→ Request:
Rewrite the material below, replacing "dot" with "marker" throughout and leaving everything else unchanged. Omit the pictures from your version.

→ Dataset rows:
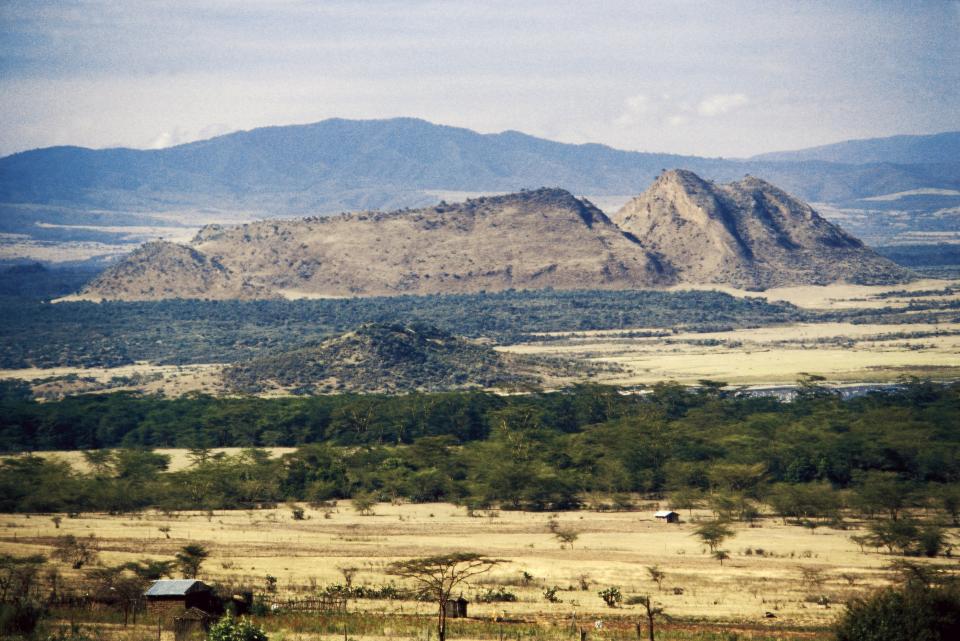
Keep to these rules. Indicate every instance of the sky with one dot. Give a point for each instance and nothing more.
(725, 78)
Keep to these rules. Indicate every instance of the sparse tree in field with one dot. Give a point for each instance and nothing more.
(553, 524)
(657, 576)
(550, 594)
(611, 596)
(199, 455)
(100, 461)
(812, 577)
(949, 498)
(566, 536)
(924, 605)
(231, 629)
(364, 503)
(652, 612)
(437, 577)
(348, 573)
(18, 576)
(713, 534)
(883, 492)
(78, 552)
(685, 499)
(150, 569)
(190, 558)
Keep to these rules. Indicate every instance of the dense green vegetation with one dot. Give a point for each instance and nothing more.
(388, 358)
(39, 334)
(881, 453)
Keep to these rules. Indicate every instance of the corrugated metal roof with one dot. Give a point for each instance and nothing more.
(174, 587)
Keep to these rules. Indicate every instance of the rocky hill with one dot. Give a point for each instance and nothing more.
(748, 234)
(682, 230)
(529, 240)
(388, 358)
(160, 270)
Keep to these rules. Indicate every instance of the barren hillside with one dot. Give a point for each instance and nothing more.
(748, 234)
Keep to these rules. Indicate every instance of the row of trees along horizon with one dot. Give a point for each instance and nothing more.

→ Solution to this task:
Keep to these rules. Indicate every instance of the sky with one marker. Give a point for each instance and nothing more.
(725, 78)
Keep to these rules. Indicate every instance of the sparse tree in field with one marker. Give a point for each instance and nothing more.
(553, 524)
(657, 576)
(550, 594)
(611, 596)
(199, 455)
(100, 461)
(812, 577)
(949, 498)
(566, 536)
(924, 605)
(231, 629)
(364, 503)
(652, 612)
(437, 577)
(348, 573)
(18, 576)
(713, 534)
(883, 492)
(78, 552)
(685, 499)
(150, 569)
(190, 558)
Keep to these rules. Indicate every instance of the dense green vegetation with one marker. Give a point for each instance and nothing more.
(388, 358)
(39, 334)
(881, 453)
Keep to these rules. Indicate every instance of the corrugated metal roof with one marker. Give a point for each instance and nothing more.
(174, 587)
Keep to these rules. Indicate every instance of the rocky hill with one marker. Give a point for each instance and nothing more.
(748, 234)
(682, 230)
(529, 240)
(388, 358)
(160, 270)
Keep to these rules. Indicate every instance of the barren hillside with one marker. Give a point for each instance and nothing more.
(748, 234)
Keep to these rules. Indicate every instance of the row of trees along horizon with one marker. Give a point for each instance and nothing more.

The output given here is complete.